EXERCISE DETAILS: Write out, word for word, the stretch of the listing from the line containing "instance of watch" through the end of the listing, including both of those lines.

SOURCE RECORDS:
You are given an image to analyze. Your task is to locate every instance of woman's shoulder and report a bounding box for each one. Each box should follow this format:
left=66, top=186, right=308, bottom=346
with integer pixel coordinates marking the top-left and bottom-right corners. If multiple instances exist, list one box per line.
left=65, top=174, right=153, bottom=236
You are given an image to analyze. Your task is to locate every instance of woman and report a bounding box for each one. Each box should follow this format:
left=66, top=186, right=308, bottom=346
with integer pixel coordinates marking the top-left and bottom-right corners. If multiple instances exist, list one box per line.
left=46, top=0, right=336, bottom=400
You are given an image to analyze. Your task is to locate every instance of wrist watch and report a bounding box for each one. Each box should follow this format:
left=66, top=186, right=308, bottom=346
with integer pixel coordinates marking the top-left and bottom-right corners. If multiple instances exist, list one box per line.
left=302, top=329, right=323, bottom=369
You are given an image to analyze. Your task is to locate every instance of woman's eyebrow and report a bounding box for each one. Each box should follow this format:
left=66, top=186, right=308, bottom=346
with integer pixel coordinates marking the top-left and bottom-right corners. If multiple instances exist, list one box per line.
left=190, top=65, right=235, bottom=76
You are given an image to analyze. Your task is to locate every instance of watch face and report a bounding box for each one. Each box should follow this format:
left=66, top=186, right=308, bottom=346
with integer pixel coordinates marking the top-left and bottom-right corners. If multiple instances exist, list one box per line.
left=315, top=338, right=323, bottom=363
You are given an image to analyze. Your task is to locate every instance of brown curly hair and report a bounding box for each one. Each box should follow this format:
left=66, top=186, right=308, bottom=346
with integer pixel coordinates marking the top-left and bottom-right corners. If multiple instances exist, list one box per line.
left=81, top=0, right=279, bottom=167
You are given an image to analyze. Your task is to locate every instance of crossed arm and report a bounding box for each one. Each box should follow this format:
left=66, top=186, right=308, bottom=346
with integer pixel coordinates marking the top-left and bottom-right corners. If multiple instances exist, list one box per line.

WORKED ANSWER:
You are given an image to analyze. Your task is to locate every instance of watch face and report a bounding box for each one. Each box should follow this format:
left=66, top=186, right=308, bottom=346
with integer pixel coordinates marking the top-left and bottom-right corners. If multiple instances exist, list one box per line.
left=315, top=338, right=323, bottom=363
You are given an image to analyze. Your task is to locate every instance of brown curly hair and report a bounding box for each one. Each box should follow this format:
left=66, top=186, right=308, bottom=346
with integer pixel coordinates marking the top-left and bottom-right corners. If multiple instances exist, list one box per line.
left=81, top=0, right=279, bottom=167
You are given an image to analyze. Your task is to locate every instance of crossed arm and report a bounding box for each one. Each box should follow this format:
left=66, top=186, right=308, bottom=346
with integer pixel coordinates marking the top-left and bottom-right corners. If multiple instances exist, list one box per line.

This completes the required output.